### Pointing and labeling entries
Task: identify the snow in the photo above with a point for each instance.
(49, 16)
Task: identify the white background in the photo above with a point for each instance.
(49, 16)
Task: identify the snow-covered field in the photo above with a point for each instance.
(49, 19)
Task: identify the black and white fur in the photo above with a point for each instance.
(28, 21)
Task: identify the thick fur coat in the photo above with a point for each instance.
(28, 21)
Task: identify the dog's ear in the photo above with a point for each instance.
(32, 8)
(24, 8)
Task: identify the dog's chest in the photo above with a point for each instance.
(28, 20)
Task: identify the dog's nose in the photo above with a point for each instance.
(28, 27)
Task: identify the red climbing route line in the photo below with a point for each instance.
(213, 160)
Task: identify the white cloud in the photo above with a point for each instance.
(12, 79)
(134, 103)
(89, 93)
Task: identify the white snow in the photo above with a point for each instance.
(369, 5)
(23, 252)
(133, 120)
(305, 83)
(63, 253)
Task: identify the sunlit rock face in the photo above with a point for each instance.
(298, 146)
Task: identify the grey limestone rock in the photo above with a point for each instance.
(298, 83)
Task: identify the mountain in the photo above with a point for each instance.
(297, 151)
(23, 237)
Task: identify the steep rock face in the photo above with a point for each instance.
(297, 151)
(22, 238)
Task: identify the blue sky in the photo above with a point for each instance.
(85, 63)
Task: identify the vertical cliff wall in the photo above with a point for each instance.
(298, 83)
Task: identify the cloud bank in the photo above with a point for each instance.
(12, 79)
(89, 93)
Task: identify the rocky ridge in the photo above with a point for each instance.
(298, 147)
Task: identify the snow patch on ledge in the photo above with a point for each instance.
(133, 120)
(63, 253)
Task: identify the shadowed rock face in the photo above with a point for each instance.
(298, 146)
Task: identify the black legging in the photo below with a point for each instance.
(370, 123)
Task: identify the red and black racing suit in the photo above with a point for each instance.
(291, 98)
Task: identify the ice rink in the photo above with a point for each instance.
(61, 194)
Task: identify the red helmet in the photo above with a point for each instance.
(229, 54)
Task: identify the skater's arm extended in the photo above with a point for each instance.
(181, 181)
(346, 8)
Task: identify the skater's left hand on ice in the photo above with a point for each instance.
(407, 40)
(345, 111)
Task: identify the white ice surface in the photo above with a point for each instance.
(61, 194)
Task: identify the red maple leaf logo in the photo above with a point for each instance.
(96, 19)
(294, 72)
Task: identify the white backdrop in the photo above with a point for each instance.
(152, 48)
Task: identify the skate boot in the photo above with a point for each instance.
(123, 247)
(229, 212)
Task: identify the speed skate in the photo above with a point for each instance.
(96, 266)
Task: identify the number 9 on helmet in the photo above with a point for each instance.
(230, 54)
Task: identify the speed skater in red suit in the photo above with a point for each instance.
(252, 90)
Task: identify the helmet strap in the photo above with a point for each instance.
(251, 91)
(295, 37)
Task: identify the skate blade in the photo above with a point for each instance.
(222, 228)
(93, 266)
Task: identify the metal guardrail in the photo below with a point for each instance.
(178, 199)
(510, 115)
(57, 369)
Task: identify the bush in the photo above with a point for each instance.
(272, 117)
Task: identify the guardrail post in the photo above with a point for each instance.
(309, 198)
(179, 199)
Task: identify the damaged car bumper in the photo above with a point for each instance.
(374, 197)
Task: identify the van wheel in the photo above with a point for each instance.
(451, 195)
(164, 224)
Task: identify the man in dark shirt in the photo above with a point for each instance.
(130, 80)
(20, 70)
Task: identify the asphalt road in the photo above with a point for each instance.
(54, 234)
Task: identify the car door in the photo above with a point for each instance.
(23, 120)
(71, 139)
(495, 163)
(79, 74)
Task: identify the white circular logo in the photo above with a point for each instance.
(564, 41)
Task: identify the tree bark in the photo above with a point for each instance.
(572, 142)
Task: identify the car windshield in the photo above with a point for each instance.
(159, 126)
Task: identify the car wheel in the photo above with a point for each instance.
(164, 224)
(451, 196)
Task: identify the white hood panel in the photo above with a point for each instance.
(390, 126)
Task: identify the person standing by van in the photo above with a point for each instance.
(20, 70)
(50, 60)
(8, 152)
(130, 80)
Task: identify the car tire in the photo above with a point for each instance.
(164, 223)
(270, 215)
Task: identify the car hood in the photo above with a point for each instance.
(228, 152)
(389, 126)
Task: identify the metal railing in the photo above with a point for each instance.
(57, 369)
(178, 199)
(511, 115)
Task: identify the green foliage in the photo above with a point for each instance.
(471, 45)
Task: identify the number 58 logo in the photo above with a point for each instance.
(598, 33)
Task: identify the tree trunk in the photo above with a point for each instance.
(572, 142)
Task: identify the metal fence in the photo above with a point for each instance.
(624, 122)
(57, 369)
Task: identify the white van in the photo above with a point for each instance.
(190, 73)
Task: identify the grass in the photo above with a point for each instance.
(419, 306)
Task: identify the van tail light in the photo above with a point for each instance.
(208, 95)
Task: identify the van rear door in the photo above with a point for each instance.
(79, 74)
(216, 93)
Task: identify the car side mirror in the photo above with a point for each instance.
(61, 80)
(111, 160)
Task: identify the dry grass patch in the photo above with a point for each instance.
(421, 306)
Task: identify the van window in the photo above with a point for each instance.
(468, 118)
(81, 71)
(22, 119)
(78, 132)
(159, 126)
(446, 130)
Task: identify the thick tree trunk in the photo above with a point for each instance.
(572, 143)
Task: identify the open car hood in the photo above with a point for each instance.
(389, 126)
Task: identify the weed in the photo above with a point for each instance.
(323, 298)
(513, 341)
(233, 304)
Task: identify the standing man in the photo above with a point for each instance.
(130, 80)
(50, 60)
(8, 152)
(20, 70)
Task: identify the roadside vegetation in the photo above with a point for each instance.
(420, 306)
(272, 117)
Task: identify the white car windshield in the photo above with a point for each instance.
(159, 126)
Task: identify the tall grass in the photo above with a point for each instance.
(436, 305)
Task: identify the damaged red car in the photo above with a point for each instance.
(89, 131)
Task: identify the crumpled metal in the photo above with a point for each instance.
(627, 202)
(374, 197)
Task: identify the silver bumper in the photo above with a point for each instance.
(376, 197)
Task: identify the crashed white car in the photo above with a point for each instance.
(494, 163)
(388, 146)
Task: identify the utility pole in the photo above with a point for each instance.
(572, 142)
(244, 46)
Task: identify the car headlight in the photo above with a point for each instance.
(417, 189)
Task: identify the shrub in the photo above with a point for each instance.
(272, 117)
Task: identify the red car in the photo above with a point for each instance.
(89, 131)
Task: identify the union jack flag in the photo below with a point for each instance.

### YOUR OBJECTIVE
Return every entry verbatim.

### RESPONSE FOR THIS EXERCISE
Task: identify the snow in the photo above with a point for each instance.
(49, 16)
Task: identify the white background in the photo above with a point for each instance.
(49, 16)
Task: identify the snow-covered field in the photo above with a point for each instance.
(49, 19)
Task: identify the black and white fur in the photo above with a point for each instance.
(28, 21)
Task: identify the thick fur coat in the photo above with a point for each instance.
(28, 21)
Task: identify the dog's ear in the photo above with a point for each instance.
(32, 8)
(24, 8)
Task: identify the dog's chest in the photo above with a point for each instance.
(28, 20)
Task: identify the dog's nose in the photo above with a point for each instance.
(28, 27)
Task: identify the red climbing route line in the photo below with a point for each instance.
(213, 160)
Task: identify the white cloud in the photo above with a point for each instance.
(12, 79)
(134, 103)
(89, 93)
Task: identify the white snow in the photo above with a point for each instance.
(369, 5)
(23, 252)
(133, 120)
(305, 83)
(63, 253)
Task: identify the sunlit rock face in the photo above with a point for each instance.
(298, 146)
Task: identify the grey limestone rock in the photo above with a point for each instance.
(298, 83)
Task: identify the mountain in the photo above with a point for each instance.
(297, 151)
(23, 237)
Task: identify the steep rock face in the photo above with a point for each instance.
(297, 151)
(22, 238)
Task: identify the blue sky in the photo above with a point for each instance.
(85, 63)
Task: identify the vertical cliff wall in the photo above with a point for each instance.
(298, 83)
Task: identify the cloud bank in the photo above with a point for each instance.
(12, 79)
(89, 93)
Task: identify the rocky ridge in the photo above with a point for each instance.
(298, 147)
Task: identify the snow patch on ledge in the photo above with a point for each instance.
(133, 120)
(63, 253)
Task: identify the shadowed rock face in the photo above with a point for each instance.
(298, 146)
Task: identify the black legging in the photo below with a point for each instance.
(370, 123)
Task: identify the red and black racing suit in the photo above with a point for each instance.
(291, 98)
Task: identify the ice rink in the photo above with a point for each instance.
(61, 194)
Task: identify the red helmet in the photo above with a point for each instance.
(229, 54)
Task: identify the skater's arm extended in the photo above with a point for each instance.
(181, 181)
(346, 8)
Task: identify the skater's left hand on ice in the photo above with a point for each instance.
(407, 40)
(345, 111)
Task: identify the white ice surface in the photo above with a point for each instance.
(61, 194)
Task: identify the red maple leaf logo in the photo above with a point for each instance.
(96, 19)
(294, 72)
Task: identify the white backdrop in the photo above with a point for each instance.
(152, 48)
Task: identify the skate boot in the photo above with a point for each instance.
(123, 247)
(229, 212)
Task: identify the speed skate in the photo above with a point for each instance.
(96, 266)
Task: identify the number 9 on helmet in the photo above with a point for each instance.
(230, 54)
Task: identify the speed skater in red suit in the photo above with a point for each instance.
(252, 90)
Task: identify the helmet strap in the photo above with a point for each instance.
(251, 91)
(295, 37)
Task: identify the skate blade in the photo above with a point for each instance.
(222, 228)
(93, 266)
Task: identify the metal guardrail in the photo below with a point for each instance.
(178, 199)
(510, 115)
(57, 369)
Task: identify the bush in the photo above with a point for each instance.
(272, 117)
Task: identify the guardrail post in the photo above with a point for each instance.
(309, 198)
(179, 199)
Task: identify the damaged car bumper in the photo above with a point for each instance.
(374, 197)
Task: identify the van wheel in the photo above with a point for each instance.
(451, 195)
(164, 224)
Task: identify the man in dark shirt in the photo above with a point for each instance.
(130, 80)
(20, 70)
Task: identify the asphalt road in the photo above with a point for each instance.
(54, 234)
Task: identify the car door in the photo above with a point for each instance.
(23, 120)
(71, 139)
(495, 163)
(79, 74)
Task: identify the white circular logo in the photo above with a point for each instance.
(564, 41)
Task: identify the tree bark in the photo above with a point for each instance.
(572, 142)
Task: identify the car windshield in the photo above with a point for each instance.
(159, 126)
Task: identify the car wheel in the photo above with a point for each instance.
(164, 224)
(451, 196)
Task: identify the white hood panel in the photo above with a point for each instance.
(390, 126)
Task: identify the person standing by van in the photo above with a point for each instance.
(20, 70)
(50, 60)
(8, 152)
(130, 80)
Task: identify the car tire in the photo above with a point for each instance.
(164, 223)
(270, 215)
Task: identify the car hood in the photo above with a point for each instance.
(228, 152)
(389, 126)
Task: identify the metal railing in the photo above with a point for each instance.
(57, 369)
(178, 199)
(511, 115)
Task: identify the green foliage in the photo above with a point for each instance.
(471, 45)
Task: identify the number 58 logo in the photo above with a point for each instance.
(598, 33)
Task: identify the tree trunk in the photo above with a point for each instance.
(572, 142)
Task: identify the metal fence in the photo above with a point for each instance.
(624, 122)
(57, 369)
Task: identify the white van in the photo above with a point for each instance.
(190, 73)
Task: identify the grass in the photo above with a point for each instance.
(419, 306)
Task: identify the van tail light in the photo above with a point for each instance.
(208, 95)
Task: identify the van rear door in the photo above with a point for each instance.
(79, 74)
(216, 93)
Task: identify the car side mirror in the photo above with a point for each instance.
(61, 80)
(111, 160)
Task: identify the dry grass patch in the photo above with a point for each instance.
(421, 306)
Task: identify the van window in the photo above with a point for each instance.
(468, 118)
(81, 71)
(22, 119)
(78, 132)
(159, 126)
(446, 130)
Task: identify the thick tree trunk in the photo above with a point for each instance.
(572, 143)
Task: identify the open car hood in the photo above with a point for each instance.
(389, 126)
Task: identify the weed in the photo above with a point for each instance.
(323, 298)
(513, 341)
(233, 304)
Task: identify the standing man in the photo above with a point for each instance.
(130, 80)
(50, 60)
(8, 152)
(20, 70)
Task: identify the roadside vegetation in the photo above with a point for each instance.
(420, 306)
(272, 117)
Task: identify the white car windshield in the photo above with a point for each instance.
(159, 126)
Task: identify the tall grass in the photo above with a point for each instance.
(436, 305)
Task: identify the damaged red car in the photo above with a point for each instance.
(89, 131)
Task: identify the crumpled metal in the photo above with a point for each instance.
(627, 202)
(374, 197)
Task: identify the silver bumper in the photo above with a point for each instance.
(376, 197)
Task: identify the crashed white car in the photo above with a point for each instance.
(494, 163)
(388, 146)
Task: identify the utility pole in the photo above with a point for each instance.
(572, 142)
(244, 46)
Task: identify the car headlight in the photo above with a point for each instance.
(417, 189)
Task: identify the shrub in the photo above with a point for each instance.
(272, 117)
Task: identify the red car in the photo above with a point for each instance.
(89, 131)
Task: identify the union jack flag in the photo below with a point for each instance.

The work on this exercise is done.